- [JOB A]: Extract every line of the records that contains the string "black", matching case exactly.

- [TEXT EXTRACT]:
South Korea—“The Taeguk Warriors”
Shirt badge/Association crest 
-3 Games Played
-3 Goals Scored
-65 Hot Girls

Out with a whimper, our “Tigers of Asia” just played embarrassingly bad last night. They couldn’t get it done against the Belgian reserves, who were even reduced to ten men after the first half. Yuck. For some reason, Hong Myung-Bo started neither Ji Don-Wong nor Chu Young Park. He capitulated before kickoff. On the topic of capitulation, Heung Min-Son made virtually no enterprising runs forward, Kim Young-Gwon and Hong Geung-Ho were slacker than a giant’s flaccid dick at the back, and Kim Seung-Gyu eventually gave the game away with that woeful parry.

What the hell was I thinking picking this team to advance out of the group? Let this be a lesson to everyone: Never pick with your heart. One can surround oneself with three feet high stacks of player/preview guides like me. One can literally waste hours a day drawing up formations and researching positional form. At the end of a long day (with an ice cold beer at the pub beckoning you), sometimes one simply lapses. One allows a loose collection of fond memories to sway your selection.

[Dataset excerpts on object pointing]

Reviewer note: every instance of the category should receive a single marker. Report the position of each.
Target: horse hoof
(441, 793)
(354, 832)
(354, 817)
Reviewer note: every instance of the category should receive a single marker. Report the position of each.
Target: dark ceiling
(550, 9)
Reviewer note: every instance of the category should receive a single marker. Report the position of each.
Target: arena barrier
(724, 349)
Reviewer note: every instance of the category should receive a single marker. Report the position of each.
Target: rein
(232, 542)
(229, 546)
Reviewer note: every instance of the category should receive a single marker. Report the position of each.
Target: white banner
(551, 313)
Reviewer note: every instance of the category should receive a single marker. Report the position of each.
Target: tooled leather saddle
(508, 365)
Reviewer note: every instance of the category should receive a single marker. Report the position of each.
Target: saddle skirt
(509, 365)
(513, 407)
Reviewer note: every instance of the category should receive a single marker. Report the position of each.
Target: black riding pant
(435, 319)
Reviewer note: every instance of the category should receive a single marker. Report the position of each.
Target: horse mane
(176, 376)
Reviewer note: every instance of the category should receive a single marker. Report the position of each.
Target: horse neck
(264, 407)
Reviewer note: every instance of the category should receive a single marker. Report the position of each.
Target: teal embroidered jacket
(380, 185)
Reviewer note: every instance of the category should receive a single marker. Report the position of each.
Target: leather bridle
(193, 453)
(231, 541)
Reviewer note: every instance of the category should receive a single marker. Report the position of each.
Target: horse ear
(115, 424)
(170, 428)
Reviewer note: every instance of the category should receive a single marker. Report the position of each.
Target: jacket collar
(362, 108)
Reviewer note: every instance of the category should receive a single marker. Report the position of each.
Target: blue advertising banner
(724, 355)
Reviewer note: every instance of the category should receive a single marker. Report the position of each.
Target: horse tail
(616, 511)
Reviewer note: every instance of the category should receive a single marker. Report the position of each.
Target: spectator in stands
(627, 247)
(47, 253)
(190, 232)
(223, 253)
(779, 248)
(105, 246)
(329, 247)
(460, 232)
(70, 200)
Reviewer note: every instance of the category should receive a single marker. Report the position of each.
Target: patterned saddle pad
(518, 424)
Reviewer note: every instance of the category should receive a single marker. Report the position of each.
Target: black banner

- [JOB B]: In the South Korea team review, who gave the game away with a woeful parry?

- [FINAL RESULT A]:
Target: black riding pant
Target: black banner

- [FINAL RESULT B]: Kim Seung-Gyu